DIRECTIONS => Would you duplicate the passage on HIV among gay men between "The thinking then" and "their lives indefinitely.", inclusive?

EXCERPT PROVIDED =>
────────

In New York, another study found particular cause for concern among young black gay men. A survey of 542 gay and bisexual men found 33 per cent of blacks between the ages of 23 and 29 testing positive for HIV. In the same age group, just 2 per cent of white men were affected, and 14 per cent of Hispanics. City officials had no explanation for the disparity.

All this is a far cry from the optimism of the mid-1990s, when falling infection rates and the development of anti-retroviral drugs called protease inhibitors caused health officials and media commentators to hail what Andrew Sullivan, an expatriate British writer who is himself HIV-positive, called "the twilight of an epidemic".

The thinking then was that HIV-negative men were far less likely to become infected, and those who were positive could expect to stave off serious illness and extend the quality and length of their lives indefinitely.

What happened, however, was that the mixture of personal caution and aggressive public health intervention that brought the disease under control was relaxed to a potentially deadly degree.

Much of the faith in protease inhibitors was misplaced. Certainly, the initial effect was a dramatic slowdown in the onset of Aids. But, over time, the drugs have proved to be disconcertingly toxic, with side-effects including bone erosion, diabetes, liver and kidney problems and bizarre rearrangements of body fat deposits. Most seriously, there are signs that the HIV virus has developed resistance to the drugs, diminishing their effectiveness.

In the meantime, a generation of young gay men has grown up with little or no memory of the devastating effects of Aids. In the 1980s it was common to see painfully wasted bodies in wheelchairs on the streets of San Francisco. But for many young people now coming of age the only experience of seeing a gay man afflicted with Kaposi's sarcoma - the blotchy facial disfigurement linked to Aids - is the Tom Hanks movie Philadelphia.

────────

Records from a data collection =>
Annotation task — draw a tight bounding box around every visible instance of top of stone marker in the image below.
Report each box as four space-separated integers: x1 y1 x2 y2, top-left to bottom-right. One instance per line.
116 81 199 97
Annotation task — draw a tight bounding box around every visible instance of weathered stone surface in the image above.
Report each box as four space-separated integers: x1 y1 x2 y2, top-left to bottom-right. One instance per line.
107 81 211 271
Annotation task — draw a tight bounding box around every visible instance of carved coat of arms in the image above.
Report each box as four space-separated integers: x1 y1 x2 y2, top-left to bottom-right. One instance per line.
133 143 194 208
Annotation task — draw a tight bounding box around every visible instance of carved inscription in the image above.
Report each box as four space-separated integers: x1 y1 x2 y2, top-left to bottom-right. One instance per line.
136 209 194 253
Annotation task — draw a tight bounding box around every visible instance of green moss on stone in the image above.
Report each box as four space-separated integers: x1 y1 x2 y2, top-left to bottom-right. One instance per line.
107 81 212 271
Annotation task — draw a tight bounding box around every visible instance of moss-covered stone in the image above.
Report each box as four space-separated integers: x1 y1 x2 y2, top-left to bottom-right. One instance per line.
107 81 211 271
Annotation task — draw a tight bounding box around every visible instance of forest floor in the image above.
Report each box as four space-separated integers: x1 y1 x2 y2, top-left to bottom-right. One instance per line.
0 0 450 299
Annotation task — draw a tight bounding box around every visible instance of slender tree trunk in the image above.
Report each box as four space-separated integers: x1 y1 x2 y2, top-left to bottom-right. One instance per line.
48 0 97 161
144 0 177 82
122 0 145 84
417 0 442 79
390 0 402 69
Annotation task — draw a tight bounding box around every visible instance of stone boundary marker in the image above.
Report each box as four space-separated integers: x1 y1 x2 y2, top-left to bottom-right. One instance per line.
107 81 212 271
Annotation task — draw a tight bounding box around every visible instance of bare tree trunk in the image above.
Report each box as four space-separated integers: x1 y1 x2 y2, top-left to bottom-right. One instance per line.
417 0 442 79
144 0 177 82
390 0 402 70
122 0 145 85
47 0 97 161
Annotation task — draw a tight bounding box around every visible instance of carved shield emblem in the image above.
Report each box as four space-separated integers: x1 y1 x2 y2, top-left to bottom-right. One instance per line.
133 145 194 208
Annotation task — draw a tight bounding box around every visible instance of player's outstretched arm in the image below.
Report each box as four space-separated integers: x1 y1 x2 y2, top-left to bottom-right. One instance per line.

────────

SOLVED PROBLEM =>
The thinking then was that HIV-negative men were far less likely to become infected, and those who were positive could expect to stave off serious illness and extend the quality and length of their lives indefinitely.